* Goal: Tally the lines in the entries below that contain the string "woman", treating uppercase and lowercase letters as different. Reply with the number alone.

* Excerpts from a detection dataset:

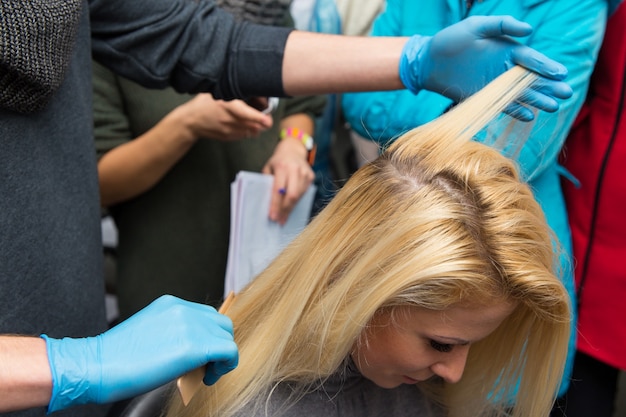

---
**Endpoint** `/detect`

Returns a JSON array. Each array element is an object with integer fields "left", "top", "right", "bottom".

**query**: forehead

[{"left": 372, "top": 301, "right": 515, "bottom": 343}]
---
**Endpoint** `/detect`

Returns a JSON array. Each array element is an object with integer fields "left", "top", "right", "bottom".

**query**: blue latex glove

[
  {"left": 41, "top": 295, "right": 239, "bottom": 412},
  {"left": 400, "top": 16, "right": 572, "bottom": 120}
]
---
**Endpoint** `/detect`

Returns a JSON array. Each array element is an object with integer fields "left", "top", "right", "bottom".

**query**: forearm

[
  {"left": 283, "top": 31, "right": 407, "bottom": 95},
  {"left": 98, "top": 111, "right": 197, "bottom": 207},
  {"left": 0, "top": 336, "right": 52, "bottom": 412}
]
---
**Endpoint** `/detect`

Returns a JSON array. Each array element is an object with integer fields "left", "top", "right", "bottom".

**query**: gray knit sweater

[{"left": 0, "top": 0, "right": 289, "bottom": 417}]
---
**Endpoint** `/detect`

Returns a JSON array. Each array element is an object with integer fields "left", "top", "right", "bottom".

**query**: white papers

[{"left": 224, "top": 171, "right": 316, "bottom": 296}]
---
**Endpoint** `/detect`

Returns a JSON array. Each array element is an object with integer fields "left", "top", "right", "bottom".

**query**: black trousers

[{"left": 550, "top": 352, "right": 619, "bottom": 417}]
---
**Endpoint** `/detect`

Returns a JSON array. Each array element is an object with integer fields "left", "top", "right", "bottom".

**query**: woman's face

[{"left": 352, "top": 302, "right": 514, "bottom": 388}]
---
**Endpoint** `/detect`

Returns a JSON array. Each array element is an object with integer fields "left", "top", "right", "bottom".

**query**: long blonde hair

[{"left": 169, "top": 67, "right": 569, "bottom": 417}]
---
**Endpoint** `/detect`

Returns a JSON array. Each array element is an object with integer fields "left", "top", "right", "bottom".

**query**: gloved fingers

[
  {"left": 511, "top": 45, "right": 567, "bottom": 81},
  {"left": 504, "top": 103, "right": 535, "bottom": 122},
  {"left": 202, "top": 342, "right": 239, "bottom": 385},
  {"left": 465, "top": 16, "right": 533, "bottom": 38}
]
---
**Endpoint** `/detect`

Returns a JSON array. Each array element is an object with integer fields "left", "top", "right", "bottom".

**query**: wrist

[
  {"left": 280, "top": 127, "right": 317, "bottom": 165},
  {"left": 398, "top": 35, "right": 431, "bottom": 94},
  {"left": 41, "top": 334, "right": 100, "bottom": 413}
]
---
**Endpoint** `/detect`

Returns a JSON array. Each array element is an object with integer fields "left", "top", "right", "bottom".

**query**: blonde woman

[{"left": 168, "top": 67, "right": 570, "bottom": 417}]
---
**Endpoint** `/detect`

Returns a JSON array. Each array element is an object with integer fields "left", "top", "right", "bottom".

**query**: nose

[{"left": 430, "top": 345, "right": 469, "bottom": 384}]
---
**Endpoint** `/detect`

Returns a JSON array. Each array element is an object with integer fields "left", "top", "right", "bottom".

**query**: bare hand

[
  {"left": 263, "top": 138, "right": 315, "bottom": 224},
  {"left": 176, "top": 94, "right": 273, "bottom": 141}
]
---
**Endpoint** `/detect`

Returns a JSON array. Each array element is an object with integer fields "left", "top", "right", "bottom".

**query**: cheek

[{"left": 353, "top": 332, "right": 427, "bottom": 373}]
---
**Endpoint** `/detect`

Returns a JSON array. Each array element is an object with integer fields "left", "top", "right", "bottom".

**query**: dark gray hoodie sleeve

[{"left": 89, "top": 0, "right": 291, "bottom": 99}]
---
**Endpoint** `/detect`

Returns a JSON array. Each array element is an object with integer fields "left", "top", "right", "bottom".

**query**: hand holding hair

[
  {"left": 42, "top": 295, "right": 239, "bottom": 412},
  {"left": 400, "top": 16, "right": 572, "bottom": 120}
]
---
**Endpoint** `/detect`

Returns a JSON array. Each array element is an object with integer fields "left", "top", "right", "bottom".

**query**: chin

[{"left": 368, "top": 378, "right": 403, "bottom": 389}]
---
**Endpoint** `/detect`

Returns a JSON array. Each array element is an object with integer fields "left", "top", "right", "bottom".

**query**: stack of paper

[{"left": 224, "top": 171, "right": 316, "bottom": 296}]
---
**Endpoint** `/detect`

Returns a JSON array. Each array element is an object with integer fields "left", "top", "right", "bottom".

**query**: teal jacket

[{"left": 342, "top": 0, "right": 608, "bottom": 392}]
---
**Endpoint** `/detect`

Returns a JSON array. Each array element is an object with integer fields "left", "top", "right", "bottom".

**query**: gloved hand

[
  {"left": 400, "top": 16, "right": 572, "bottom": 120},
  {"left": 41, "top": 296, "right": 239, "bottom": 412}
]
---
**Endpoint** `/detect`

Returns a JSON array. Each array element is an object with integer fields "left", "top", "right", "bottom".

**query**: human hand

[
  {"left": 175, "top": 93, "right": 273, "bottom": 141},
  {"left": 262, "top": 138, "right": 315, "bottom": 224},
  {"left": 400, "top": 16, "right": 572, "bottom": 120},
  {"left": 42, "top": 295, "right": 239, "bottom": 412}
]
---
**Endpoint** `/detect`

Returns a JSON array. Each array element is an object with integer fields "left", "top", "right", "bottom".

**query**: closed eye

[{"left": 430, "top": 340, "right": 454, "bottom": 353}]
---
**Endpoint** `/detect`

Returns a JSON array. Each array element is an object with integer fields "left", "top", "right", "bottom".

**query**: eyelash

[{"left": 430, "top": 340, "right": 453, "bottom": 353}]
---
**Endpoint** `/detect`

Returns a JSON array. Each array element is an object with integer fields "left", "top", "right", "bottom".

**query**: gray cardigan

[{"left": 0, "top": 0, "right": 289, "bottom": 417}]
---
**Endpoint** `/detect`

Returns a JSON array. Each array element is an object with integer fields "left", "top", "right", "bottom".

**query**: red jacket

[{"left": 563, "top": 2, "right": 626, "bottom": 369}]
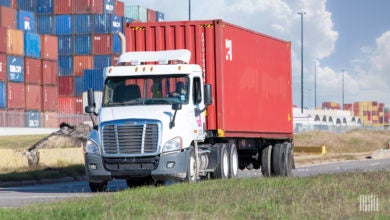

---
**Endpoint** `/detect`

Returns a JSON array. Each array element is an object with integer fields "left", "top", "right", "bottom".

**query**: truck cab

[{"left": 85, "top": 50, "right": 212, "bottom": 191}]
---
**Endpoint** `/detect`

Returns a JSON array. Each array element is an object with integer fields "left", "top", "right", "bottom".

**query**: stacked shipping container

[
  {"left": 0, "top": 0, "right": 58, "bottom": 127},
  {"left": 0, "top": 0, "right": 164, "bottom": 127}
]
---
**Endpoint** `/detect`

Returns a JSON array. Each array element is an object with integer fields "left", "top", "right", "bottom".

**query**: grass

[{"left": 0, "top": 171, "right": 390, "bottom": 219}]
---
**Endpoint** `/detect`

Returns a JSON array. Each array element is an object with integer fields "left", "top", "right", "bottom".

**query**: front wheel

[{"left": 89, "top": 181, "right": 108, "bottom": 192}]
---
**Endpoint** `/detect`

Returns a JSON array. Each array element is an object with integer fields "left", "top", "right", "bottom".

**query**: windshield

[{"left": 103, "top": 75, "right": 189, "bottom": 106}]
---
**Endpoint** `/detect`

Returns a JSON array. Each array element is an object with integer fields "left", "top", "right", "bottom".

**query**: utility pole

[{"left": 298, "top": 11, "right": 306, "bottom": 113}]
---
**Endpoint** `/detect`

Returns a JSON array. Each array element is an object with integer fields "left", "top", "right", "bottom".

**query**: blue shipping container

* Final result: 2